* **Set exercise**:
Rewrite the lines from the one containing "tag the shirt collar, one point per instance." through the one containing "<point>107,265</point>", replacing "shirt collar" with "coat collar" and leaving everything else as it is.
++++++
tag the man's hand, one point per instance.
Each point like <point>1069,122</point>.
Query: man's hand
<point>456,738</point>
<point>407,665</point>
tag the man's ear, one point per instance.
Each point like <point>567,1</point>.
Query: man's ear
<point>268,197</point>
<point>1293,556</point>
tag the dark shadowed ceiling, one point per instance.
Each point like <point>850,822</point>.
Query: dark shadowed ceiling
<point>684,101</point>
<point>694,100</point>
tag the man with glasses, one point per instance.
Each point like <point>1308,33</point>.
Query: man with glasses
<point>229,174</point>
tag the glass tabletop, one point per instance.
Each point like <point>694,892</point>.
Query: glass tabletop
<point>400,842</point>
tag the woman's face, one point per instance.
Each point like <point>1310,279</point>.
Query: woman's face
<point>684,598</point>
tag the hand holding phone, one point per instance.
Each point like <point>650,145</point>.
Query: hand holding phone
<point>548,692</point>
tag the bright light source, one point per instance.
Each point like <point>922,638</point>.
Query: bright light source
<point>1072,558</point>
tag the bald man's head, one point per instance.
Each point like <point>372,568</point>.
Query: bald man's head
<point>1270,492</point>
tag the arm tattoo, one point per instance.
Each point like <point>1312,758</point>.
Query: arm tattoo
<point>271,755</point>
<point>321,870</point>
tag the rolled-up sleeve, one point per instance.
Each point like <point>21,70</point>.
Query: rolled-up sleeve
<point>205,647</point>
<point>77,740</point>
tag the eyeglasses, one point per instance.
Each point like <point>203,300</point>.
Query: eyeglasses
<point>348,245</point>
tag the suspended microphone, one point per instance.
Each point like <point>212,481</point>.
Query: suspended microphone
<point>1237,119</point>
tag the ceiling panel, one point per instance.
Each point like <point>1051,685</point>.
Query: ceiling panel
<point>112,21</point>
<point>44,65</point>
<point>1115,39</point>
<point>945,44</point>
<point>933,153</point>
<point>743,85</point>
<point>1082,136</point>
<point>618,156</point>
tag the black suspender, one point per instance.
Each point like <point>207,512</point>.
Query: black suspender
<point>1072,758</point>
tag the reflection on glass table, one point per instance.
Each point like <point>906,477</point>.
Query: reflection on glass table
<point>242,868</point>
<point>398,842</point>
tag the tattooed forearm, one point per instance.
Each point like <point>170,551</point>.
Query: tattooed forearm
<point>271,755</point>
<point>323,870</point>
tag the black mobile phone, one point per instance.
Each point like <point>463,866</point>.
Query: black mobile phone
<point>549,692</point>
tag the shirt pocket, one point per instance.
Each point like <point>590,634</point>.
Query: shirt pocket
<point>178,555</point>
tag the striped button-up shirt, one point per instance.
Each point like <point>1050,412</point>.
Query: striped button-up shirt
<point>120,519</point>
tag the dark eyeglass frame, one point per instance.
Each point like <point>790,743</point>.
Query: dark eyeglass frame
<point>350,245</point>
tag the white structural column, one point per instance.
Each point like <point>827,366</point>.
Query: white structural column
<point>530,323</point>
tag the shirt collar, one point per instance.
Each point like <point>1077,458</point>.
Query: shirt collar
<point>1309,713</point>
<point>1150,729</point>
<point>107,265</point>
++++++
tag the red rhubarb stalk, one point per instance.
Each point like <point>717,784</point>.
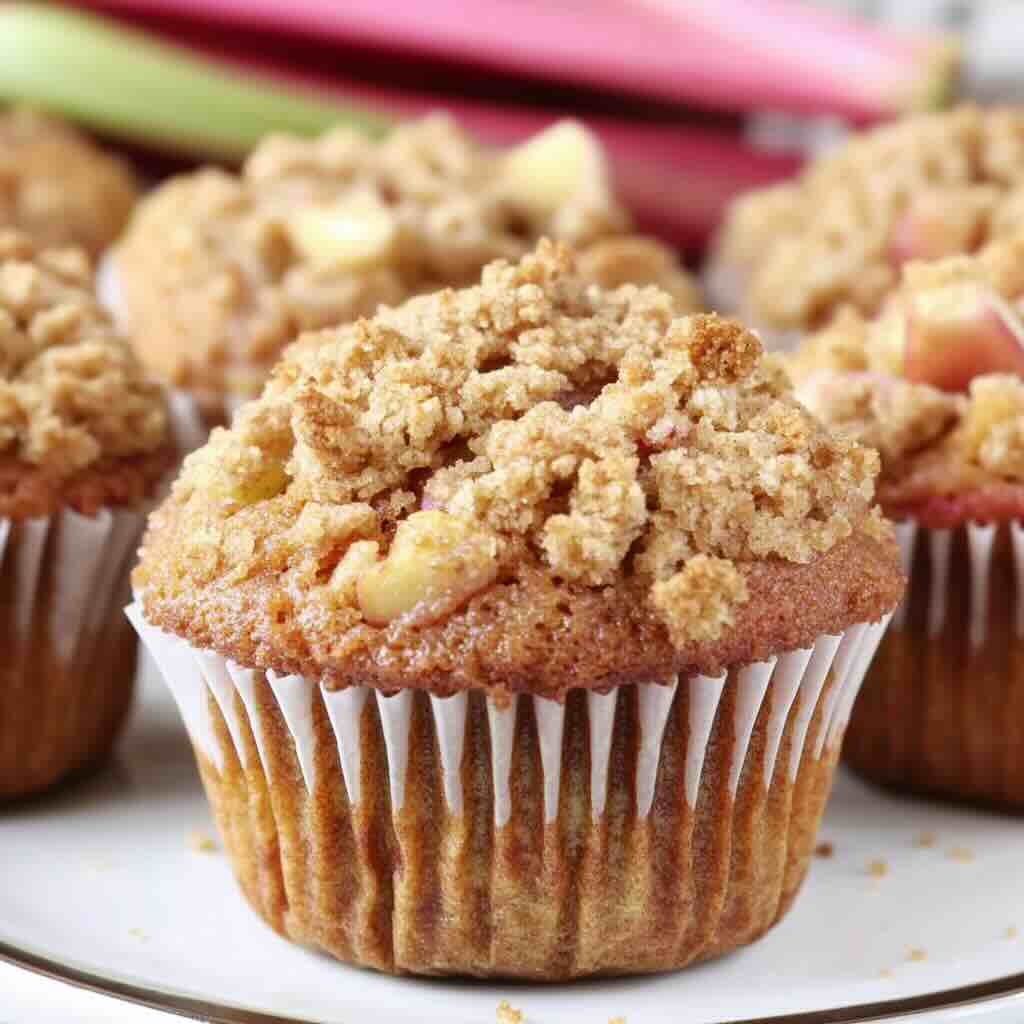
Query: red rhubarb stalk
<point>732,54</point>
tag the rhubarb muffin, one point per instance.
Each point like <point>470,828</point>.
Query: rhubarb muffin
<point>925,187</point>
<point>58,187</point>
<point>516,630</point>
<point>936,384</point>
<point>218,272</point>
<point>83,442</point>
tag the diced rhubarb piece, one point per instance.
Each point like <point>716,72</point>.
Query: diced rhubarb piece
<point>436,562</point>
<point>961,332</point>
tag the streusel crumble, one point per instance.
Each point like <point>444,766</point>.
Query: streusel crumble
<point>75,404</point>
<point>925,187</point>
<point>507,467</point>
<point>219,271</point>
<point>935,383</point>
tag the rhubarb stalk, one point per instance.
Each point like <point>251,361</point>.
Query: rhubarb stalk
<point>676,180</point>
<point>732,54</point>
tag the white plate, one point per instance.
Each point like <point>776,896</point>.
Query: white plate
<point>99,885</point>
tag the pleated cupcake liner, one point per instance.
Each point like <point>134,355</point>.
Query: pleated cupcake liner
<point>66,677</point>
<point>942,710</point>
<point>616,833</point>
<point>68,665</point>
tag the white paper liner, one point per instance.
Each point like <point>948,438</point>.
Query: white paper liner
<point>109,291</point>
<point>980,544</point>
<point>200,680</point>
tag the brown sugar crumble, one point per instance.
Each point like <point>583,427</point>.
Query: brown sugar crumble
++++++
* **Output below**:
tag the coat collar, one point per instance.
Each point like <point>1077,458</point>.
Query: coat collar
<point>1309,713</point>
<point>1150,729</point>
<point>107,265</point>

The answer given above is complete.